◆ Excerpted text:
* Begin *
The anonymous late-antique Syrian author whose Mystical Theology, Divine Names, and Celestial Hierarchy transmitted Neoplatonic thought into Christian theology and shaped the entire subsequent mystical tradition from Aquinas to John of the Cross.
pseudo-dionysius
Anonymous late fifth- or early sixth-century theologian (fl. c. 500) writing under the pseudonym of the Athenian convert of Paul (Acts 17:34), whose Corpus Areopagiticum integrated Proclean Neoplatonism with Christian doctrine, founded systematic apophatic theology in the Christian West, and shaped medieval mysticism and Scholastic angelology.
fl. c. 500 CE; precise dates unknown
Identity and Date
The writings now known as the Corpus Areopagiticum — four treatises and ten letters — first surface in historical record in 532 CE, when they were cited at a colloquy in Constantinople by Monophysite representatives debating Chalcedonian orthodoxy. They claim authorship by Dionysius the Areopagite, the Athenian convert of the Apostle Paul mentioned in Acts 17:34, and are addressed to figures of the apostolic age — Timothy, the apostle John in exile on Patmos, Titus, the disciple Sopater.
* End *
◆ Raw data:
* Begin *
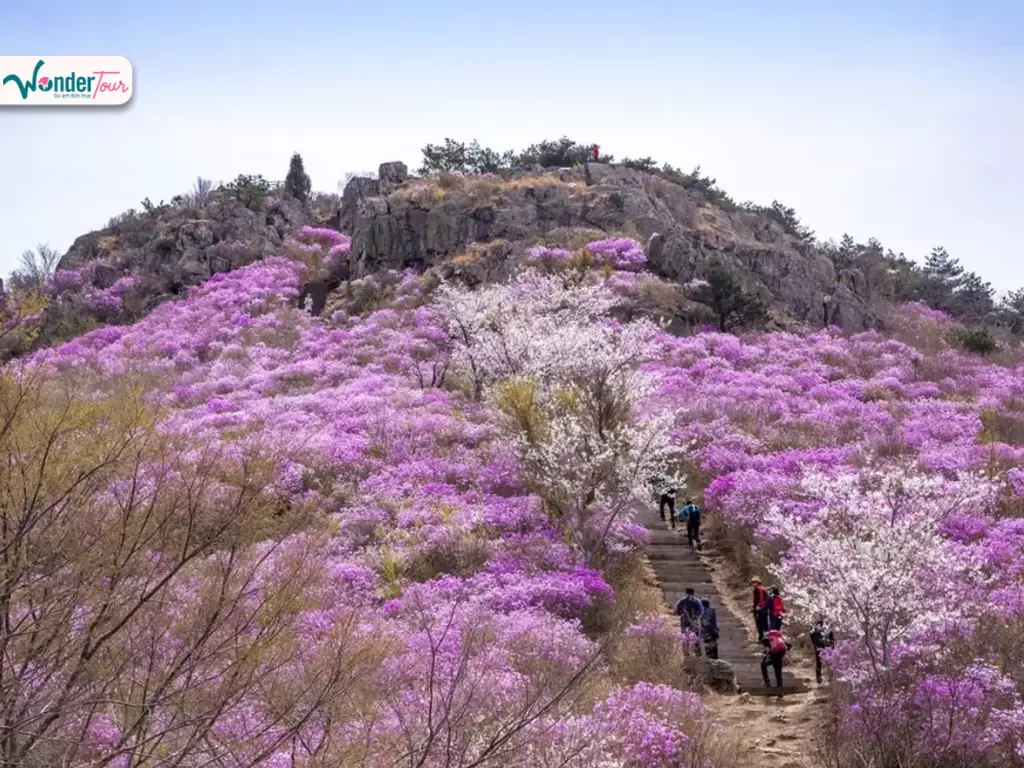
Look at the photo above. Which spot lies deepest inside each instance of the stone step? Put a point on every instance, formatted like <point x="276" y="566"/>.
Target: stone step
<point x="678" y="566"/>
* End *
◆ Goal 1: Decide whether each statement agrees with the text on Pseudo-Dionysius, and answer yes or no, quoting the words of the text that decide it: (a) The writings first appear in the historical record in 532 CE. (b) The Corpus Areopagiticum is made up of four treatises and twelve letters. (c) The writings were cited at a colloquy in Constantinople by Monophysite representatives.
◆ Goal 2: According to the text on Pseudo-Dionysius, which biblical passage mentions Dionysius the Areopagite?
Answer from the text on Pseudo-Dionysius alone.

◆ Exercise solution 1:
(a) Yes: "first surface in historical record in 532 CE"
(b) No: "four treatises and ten letters"
(c) Yes: "cited at a colloquy in Constantinople by Monophysite representatives"

◆ Exercise solution 2: Acts 17:34